I think some of the confusion here might stem from what the author of the fatwa in the first post is referring to in "discipline". Unfortunately he is not here to elaborate. But allow me to speculate that by "discipline" he is not referring to discipline in its definition associated with punishment but rather to discipline defined as the training that is done to correct, educate and perfect the mental faculties and moral virtues and character.

This is indeed part of the responsibility of the husband to his wife, to educate and facilitate her efforts in perfecting her faith and actions. This is a form of discipline. Again, it should not have an connotation with superiority. It cannot have any connotation with superiority simply by the fact that the wife also in turn disciplines her husband since she also educates and facilitates his efforts in perfecting his faith and character. The Prophet[saw] said the greatest thing in this world is a "believing woman who helps her husband with is faith" (related in the collections of Tirmidhi and Ibn Majah). He[saw] is speaking of a woman who disciplines her husband, helping in his faith, just as he does to her. The sayings by the Prophet[saw] which speak of this mutual disciplining amongst spouses in the matters of the faith are extensive and numerous, and even talk about the smallest things, such as a wife getting up at night and sprinkling water in his face to wake him up for the night prayer. This is discipline. Indeed, this mutual discipline is among the major reasons why were are instructed to marry. The two join together for the sake of Allah to help one another in becoming better servants to Him.

● **SUPPLIED DATA**:
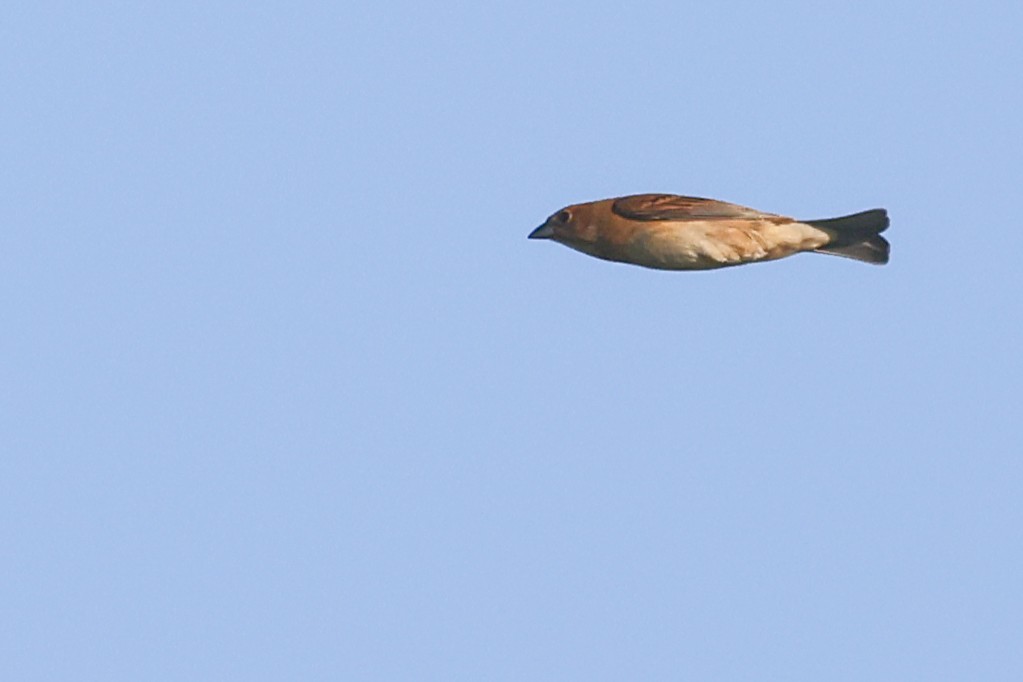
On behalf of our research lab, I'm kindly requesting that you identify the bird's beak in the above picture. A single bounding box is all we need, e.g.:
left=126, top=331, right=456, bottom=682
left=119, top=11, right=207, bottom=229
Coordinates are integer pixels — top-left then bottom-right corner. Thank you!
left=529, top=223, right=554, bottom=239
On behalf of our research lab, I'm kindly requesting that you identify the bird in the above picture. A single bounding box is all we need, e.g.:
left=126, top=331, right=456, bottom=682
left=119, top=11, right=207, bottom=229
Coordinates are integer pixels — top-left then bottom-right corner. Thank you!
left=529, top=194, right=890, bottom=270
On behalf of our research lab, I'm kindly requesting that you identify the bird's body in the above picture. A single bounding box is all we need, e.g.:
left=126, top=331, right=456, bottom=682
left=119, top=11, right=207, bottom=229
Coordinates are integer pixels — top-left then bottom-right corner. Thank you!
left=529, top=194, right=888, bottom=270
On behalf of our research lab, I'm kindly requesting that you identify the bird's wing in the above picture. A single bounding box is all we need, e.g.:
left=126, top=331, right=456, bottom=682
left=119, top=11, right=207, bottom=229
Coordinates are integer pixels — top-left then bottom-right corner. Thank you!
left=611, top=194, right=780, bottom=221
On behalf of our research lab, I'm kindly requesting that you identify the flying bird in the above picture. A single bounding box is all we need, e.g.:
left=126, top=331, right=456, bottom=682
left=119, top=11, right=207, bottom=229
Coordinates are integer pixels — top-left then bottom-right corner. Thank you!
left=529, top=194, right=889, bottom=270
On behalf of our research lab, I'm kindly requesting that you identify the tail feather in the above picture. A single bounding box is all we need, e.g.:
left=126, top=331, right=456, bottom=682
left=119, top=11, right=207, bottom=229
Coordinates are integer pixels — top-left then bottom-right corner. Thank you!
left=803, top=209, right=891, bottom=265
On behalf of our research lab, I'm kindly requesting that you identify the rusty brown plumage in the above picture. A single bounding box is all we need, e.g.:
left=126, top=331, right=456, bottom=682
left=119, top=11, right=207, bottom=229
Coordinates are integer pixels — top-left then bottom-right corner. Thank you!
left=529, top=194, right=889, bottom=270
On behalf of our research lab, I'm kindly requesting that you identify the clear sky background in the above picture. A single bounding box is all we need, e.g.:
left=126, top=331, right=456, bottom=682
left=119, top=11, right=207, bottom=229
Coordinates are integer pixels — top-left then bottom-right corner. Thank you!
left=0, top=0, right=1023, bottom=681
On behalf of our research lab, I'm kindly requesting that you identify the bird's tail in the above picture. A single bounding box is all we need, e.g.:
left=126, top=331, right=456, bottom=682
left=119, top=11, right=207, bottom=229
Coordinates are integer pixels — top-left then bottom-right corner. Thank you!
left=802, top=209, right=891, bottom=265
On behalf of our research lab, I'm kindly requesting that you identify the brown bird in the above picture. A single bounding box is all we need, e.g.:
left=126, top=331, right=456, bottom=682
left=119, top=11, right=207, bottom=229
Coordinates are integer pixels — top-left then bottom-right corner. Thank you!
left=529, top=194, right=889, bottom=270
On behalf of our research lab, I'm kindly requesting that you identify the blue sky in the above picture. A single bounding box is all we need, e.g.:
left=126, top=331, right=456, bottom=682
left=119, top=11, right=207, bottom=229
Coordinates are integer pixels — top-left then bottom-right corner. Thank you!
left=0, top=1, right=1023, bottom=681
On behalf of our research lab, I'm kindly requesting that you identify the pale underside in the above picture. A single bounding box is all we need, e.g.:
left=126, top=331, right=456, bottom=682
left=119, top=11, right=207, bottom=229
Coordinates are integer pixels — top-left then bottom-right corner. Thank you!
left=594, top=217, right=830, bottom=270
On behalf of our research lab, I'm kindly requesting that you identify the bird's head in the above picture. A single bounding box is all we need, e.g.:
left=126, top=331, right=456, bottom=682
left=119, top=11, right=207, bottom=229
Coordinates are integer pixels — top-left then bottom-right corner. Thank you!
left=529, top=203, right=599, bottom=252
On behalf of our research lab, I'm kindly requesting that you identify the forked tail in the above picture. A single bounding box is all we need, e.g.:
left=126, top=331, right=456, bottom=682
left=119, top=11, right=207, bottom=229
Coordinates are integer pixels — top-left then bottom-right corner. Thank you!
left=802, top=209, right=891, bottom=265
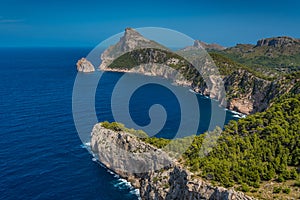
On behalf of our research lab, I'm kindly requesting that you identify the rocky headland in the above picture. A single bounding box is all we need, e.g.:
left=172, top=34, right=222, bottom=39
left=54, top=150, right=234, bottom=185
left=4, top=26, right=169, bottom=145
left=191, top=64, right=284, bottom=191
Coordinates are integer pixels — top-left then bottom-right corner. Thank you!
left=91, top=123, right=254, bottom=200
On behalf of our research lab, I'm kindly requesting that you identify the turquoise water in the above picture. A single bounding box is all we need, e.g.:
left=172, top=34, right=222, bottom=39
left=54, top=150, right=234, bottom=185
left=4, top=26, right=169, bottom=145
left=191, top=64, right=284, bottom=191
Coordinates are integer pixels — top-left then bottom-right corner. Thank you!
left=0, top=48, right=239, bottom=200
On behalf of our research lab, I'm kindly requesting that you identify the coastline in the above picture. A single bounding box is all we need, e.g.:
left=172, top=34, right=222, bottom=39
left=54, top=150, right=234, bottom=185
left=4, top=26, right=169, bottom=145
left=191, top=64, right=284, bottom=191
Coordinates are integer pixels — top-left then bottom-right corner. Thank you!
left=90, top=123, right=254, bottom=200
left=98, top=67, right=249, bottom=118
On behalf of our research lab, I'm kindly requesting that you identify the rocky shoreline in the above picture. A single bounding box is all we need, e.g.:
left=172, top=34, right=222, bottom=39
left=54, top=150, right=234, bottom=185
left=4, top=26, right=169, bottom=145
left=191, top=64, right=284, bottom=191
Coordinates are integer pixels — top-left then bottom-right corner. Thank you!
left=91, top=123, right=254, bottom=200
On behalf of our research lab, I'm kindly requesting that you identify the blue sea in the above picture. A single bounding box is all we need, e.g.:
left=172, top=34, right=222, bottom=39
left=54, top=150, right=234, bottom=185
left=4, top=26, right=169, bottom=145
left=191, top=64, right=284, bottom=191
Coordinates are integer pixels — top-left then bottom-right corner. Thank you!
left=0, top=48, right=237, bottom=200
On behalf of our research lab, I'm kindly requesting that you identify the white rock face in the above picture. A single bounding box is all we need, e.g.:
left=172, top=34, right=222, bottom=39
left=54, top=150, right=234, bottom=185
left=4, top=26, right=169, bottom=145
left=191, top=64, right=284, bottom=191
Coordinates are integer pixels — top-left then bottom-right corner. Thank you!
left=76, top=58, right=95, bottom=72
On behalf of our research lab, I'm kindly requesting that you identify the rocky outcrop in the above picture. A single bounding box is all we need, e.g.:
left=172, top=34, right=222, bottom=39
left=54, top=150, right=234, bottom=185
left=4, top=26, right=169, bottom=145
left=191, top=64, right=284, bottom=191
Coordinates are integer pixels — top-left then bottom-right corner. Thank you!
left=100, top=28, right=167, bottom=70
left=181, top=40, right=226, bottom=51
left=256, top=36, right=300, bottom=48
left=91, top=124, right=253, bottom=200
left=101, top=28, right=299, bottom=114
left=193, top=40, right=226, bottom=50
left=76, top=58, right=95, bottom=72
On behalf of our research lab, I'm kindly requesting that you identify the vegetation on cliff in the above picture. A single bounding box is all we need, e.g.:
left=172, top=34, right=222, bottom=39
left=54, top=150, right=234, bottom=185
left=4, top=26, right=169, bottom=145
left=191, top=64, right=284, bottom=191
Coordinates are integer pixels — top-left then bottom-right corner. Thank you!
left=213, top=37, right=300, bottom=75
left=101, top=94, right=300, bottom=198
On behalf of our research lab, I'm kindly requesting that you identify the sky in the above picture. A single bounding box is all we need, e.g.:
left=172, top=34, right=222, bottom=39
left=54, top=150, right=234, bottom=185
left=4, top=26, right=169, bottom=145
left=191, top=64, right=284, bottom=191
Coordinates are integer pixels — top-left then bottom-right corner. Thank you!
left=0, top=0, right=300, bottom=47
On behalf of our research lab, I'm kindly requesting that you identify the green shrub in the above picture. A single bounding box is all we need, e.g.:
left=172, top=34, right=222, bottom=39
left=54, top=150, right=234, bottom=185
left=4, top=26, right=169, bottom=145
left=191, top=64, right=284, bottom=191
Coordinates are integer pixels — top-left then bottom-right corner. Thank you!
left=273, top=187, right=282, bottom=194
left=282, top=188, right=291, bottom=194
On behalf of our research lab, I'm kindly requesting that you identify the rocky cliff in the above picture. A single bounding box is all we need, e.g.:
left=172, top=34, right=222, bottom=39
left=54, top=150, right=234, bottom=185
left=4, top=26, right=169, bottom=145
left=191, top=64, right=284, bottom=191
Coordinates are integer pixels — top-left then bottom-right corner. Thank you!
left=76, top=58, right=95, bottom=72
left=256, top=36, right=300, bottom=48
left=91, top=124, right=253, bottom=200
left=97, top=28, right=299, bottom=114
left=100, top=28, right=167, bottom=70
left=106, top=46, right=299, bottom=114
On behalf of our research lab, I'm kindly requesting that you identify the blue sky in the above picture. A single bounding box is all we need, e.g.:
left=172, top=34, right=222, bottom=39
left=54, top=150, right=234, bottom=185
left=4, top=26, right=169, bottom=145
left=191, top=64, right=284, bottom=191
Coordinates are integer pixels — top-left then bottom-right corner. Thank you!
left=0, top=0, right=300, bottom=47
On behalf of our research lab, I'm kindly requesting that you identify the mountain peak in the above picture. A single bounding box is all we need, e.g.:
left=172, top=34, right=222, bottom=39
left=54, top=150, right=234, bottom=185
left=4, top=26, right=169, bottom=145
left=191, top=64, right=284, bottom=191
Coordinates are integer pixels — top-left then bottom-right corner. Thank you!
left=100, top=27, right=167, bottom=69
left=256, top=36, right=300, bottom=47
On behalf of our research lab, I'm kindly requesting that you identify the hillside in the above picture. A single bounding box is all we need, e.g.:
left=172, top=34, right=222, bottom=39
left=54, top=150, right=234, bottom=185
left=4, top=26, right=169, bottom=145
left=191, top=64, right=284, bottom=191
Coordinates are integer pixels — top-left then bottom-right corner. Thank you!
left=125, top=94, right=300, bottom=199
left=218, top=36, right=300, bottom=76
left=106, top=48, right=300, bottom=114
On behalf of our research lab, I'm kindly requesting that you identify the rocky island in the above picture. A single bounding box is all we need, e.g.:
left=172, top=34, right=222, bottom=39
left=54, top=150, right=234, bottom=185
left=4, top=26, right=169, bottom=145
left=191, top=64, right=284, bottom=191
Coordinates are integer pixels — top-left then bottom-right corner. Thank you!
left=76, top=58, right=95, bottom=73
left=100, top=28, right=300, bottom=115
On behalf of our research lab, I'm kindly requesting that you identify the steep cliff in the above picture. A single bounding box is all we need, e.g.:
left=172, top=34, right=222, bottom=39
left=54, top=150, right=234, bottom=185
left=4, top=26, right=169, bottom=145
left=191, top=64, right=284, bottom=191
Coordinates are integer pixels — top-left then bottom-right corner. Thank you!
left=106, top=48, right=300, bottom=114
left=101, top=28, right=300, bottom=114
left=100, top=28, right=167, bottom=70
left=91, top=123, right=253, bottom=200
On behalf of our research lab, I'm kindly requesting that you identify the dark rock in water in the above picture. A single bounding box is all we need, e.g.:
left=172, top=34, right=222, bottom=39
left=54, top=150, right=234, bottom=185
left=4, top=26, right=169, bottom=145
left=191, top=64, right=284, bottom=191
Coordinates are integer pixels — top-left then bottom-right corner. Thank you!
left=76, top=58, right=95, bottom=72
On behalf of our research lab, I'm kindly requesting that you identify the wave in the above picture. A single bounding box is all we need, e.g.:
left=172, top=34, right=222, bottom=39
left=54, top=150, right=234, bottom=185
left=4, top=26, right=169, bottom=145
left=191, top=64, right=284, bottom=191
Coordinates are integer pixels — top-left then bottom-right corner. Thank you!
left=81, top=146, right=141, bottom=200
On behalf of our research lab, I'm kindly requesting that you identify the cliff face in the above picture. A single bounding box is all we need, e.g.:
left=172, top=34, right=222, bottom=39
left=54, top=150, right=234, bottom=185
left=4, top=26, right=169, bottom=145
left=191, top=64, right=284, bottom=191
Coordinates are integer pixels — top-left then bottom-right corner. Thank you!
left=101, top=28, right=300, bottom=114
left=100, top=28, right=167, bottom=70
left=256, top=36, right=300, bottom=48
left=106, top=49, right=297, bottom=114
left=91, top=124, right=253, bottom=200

● **REQUIREMENTS**:
a. According to the passage on discipline between spouses, what three things does the training called discipline correct, educate and perfect? List them.
b. Proceed with the passage on discipline between spouses, picking up after its final sentence.

● **ANSWERS BELOW**:
a.
- mental faculties
- moral virtues
- character

b.
[quote]For women are weak
  >  ok, this is too ridiculous for me to even say anything about, i'll just let you explain it to me.  men can't "give" women their rights.  women HAVE their rights in a just world exactly as men have their rights, and EVERYBODY has their rights.  i'm really most interested in how you would explain this personally, how you see rights of people in the world, why ithis would suggest that unless those men (husbands) "gave" their wives rights, they would have none. [/quote]

I think the confusion here lies in the language being used and I think too much is being read into it. Again, this is the language of the author of the fatwa in the first post, and he cannot elaborate for us. But, I think that you have partially answered this concern in your very own statement. Women do have their rights, exactly as men do. These rights are God-given and no one can dispute this. These God-given rights are comprehensively delineated and explained in the body of Islamic law.

So women have their rights, just as men. Unfortunately, in human history, and even today, those rights are not fulfilled and enacted much of the time. Moreover, these rights are often transgressed upon by men. Men have not taken these rights away from women because these rights are inherently theirs and no one save Allah can "take" them from them. But men can transgress on them and impede women's ability to actualize those rights.

The concept of the "weaker sex" is alien to Islamic thought. The weakness that is discussed in Islamic circles is in men's tendency to exploit and transgress against the rights of those people who [i]appear[/i] to be weak, even when those people are in fact the strength of the society.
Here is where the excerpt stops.